_WHAT IS NEEDED_. Reproduce the portion of the podcast episode description below, starting at "Find out more" and ending at "on our website!".

## Start DOCUMENT PASSAGE

Leading is Serving

Today, we introduce a mini-series on the four types of leaders. The four types are abdicating, liberating, protective, and dominating, with this episode focusing on the protective leader. We discuss how protective leaders are supportive and relational, but may struggle with communicating expectations, deadlines, and challenges. We also mention how important finding the balance between support and challenge is for leaders. The next episode will focus on the dominating leader and how finding the balance is a real-world problem and a lot of weight for leaders. Through our conversation, we touch on the importance of effective communication, setting boundaries, expectations, and deadlines. Tune in for valuable insights on leadership styles and the importance of serving others.

Topics Discussed:
- Abdicating, liberating, protective, and dominating leadership styles
- Characteristics of a protective leader
- Importance of balancing encouragement and challenge
- Effective communication, setting boundaries, expectations, and deadlines
- Insight from parenting into leadership tendencies

Find out more on our website: leadingisserving.com

Leading is Serving podcast is hosted by: Chris Wood & Jason Kempf
If you have any questions, suggested topics, potential interviews, or just want to know more, contact us at on our website!

## End DOCUMENT PASSAGE
## Start DATA LINES

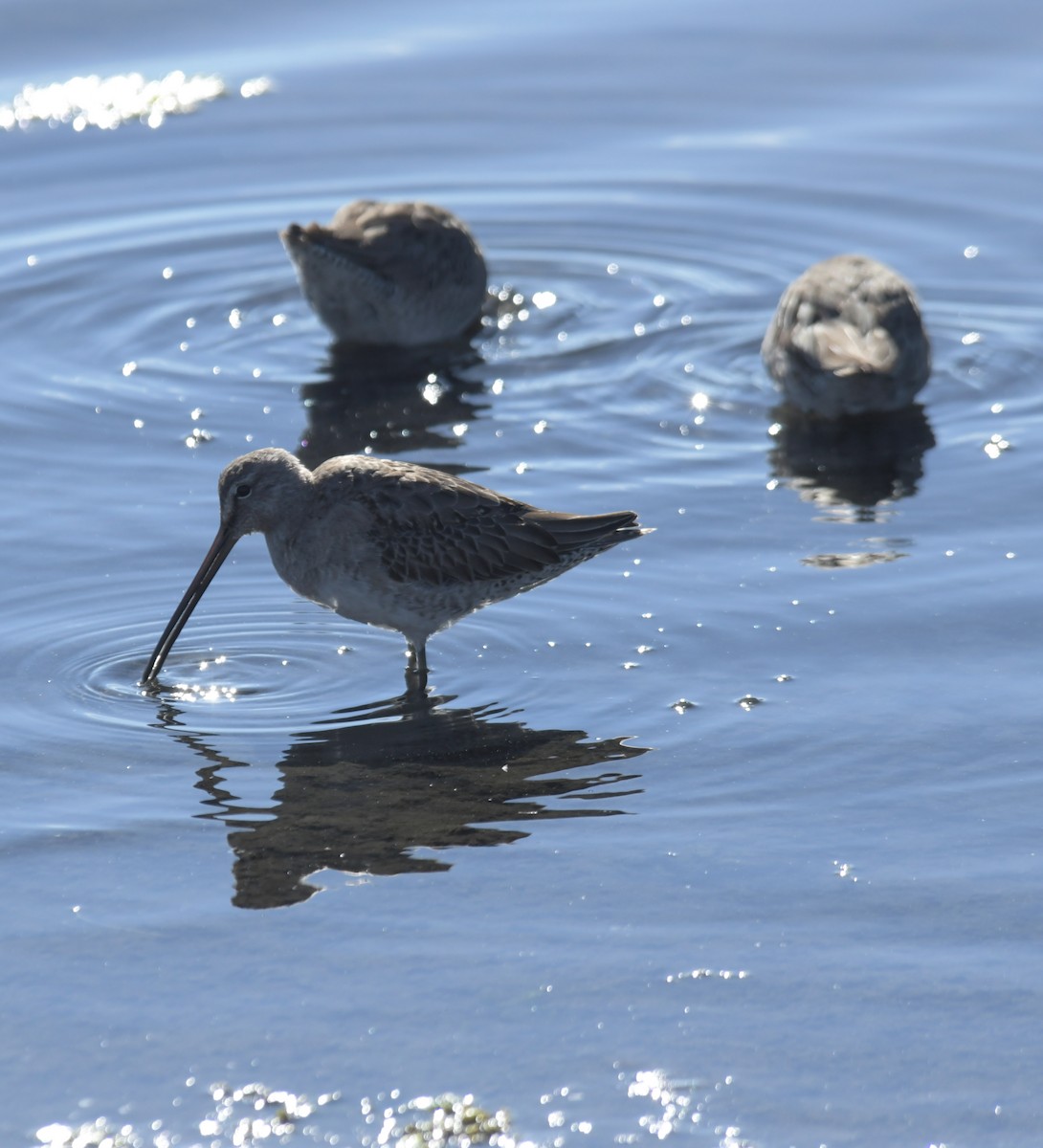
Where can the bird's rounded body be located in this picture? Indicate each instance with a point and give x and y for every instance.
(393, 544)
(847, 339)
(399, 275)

## End DATA LINES
## Start DATA LINES

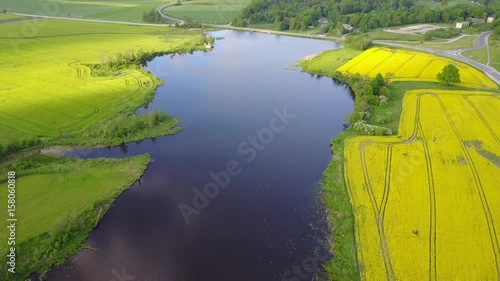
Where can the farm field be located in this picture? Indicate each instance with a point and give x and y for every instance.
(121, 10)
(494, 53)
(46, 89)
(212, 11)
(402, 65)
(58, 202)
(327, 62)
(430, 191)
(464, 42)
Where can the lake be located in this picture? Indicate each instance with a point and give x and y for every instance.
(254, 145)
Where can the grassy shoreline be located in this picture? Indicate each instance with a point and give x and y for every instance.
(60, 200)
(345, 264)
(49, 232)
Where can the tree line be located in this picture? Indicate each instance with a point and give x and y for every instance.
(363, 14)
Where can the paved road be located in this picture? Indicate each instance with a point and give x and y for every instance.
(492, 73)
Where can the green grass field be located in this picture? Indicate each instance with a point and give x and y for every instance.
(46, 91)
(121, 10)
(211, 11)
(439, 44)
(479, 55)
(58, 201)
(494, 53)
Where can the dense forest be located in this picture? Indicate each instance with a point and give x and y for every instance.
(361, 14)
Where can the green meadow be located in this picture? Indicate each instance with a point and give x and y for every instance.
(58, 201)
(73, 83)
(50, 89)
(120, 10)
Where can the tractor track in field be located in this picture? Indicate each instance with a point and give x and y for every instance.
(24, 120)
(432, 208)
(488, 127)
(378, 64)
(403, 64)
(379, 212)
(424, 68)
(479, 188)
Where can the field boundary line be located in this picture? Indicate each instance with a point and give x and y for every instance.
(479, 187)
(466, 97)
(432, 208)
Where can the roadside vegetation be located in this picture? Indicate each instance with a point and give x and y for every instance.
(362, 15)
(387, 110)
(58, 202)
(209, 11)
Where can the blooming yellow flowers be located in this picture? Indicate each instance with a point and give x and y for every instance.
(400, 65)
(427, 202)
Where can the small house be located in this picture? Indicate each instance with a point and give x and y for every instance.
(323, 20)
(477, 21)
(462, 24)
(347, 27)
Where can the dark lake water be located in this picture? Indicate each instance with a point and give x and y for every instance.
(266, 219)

## End DATA LINES

_PROBLEM SOLUTION_.
Find out more on our website: leadingisserving.com

Leading is Serving podcast is hosted by: Chris Wood & Jason Kempf
If you have any questions, suggested topics, potential interviews, or just want to know more, contact us at on our website!